** AVAILABLE RECORDS **
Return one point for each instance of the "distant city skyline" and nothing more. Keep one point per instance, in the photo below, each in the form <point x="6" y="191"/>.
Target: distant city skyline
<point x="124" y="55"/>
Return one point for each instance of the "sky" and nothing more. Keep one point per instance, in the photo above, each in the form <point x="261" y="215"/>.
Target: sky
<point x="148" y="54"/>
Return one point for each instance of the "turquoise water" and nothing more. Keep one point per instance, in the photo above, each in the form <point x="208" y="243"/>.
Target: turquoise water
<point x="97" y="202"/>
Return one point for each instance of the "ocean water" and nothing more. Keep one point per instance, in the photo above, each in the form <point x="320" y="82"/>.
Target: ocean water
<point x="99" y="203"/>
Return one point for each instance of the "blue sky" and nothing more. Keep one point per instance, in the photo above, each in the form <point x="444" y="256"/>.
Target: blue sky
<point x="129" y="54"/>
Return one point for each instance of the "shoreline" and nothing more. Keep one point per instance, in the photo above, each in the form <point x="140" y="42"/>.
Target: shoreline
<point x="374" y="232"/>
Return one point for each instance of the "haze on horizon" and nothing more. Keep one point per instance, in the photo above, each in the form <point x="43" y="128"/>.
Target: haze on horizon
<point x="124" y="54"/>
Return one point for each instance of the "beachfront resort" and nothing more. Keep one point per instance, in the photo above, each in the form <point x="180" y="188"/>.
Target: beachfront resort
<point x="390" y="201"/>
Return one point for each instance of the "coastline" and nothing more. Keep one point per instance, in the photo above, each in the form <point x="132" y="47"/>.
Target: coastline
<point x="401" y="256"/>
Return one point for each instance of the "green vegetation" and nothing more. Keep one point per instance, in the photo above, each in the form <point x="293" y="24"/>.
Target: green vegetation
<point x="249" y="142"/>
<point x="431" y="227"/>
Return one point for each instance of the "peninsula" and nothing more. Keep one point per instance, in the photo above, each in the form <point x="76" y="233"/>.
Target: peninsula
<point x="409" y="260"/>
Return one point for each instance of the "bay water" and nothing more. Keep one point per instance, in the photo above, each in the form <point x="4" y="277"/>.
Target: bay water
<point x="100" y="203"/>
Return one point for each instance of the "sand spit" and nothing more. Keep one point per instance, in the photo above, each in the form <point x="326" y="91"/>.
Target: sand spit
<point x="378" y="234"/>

** DESCRIPTION OF THE TASK **
Having read the entries above, restate them all word for word.

** REPLY **
Return one point for each instance of the "distant city skyline" and nothing more. Keep one point per instance, in the photo below, each in the form <point x="6" y="191"/>.
Target: distant city skyline
<point x="124" y="55"/>
Return one point for each instance of the "sky" and nothing more. Keep one point per instance, in the photo above, each in the form <point x="261" y="215"/>.
Target: sky
<point x="148" y="54"/>
Return one point for each instance of the "turquoise water" and nothing more. Keep one point per instance, in the photo above, each in the form <point x="208" y="243"/>.
Target: turquoise water
<point x="97" y="202"/>
Return one point for each instance of the "ocean water" and nothing more. Keep one point per instance, in the photo above, each in the form <point x="320" y="82"/>.
Target: ocean water
<point x="99" y="203"/>
Return one point for each instance of the "blue sky" and nothing more. Keep one point per instance, in the photo above, each in the form <point x="444" y="256"/>.
Target: blue sky
<point x="129" y="54"/>
Return one point for each instance of the "shoreline" and nothing more. Keep one point per instance, in the photo above, each in the form <point x="140" y="42"/>.
Target: shoreline
<point x="374" y="232"/>
Return one point for each instance of the "haze on horizon" and nothing more. Keep one point per instance, in the photo above, each in the form <point x="43" y="128"/>.
Target: haze on horizon
<point x="124" y="54"/>
Return one point for each instance of the "beachfront resort" and nothing more. Keep one point per instance, in the photo above, each in the form <point x="180" y="188"/>.
Target: beachfront resort
<point x="390" y="201"/>
Return one point for each instance of the "coastline" and nothing more. Keep one point per instance, in the photo above, each in the form <point x="132" y="47"/>.
Target: coastline
<point x="401" y="256"/>
Return one point for each instance of the "green vegetation" and nothing more. Keep one point per instance, in the photo above, each in the form <point x="293" y="24"/>.
Target: green vegetation
<point x="249" y="142"/>
<point x="431" y="227"/>
Return one point for each instance of the "peninsula" and nothing more. Keep one point per instance, in the photo above, each in the form <point x="76" y="233"/>.
Target: peninsula
<point x="409" y="260"/>
Return one point for each instance of the "bay water" and nothing more. Keep one point per instance, in the photo above, each in the form <point x="4" y="277"/>.
Target: bay water
<point x="100" y="203"/>
Return one point for each instance of the "sand spit" and nothing more. Keep one point per instance, in the photo above, each in the form <point x="326" y="91"/>.
Target: sand spit
<point x="378" y="234"/>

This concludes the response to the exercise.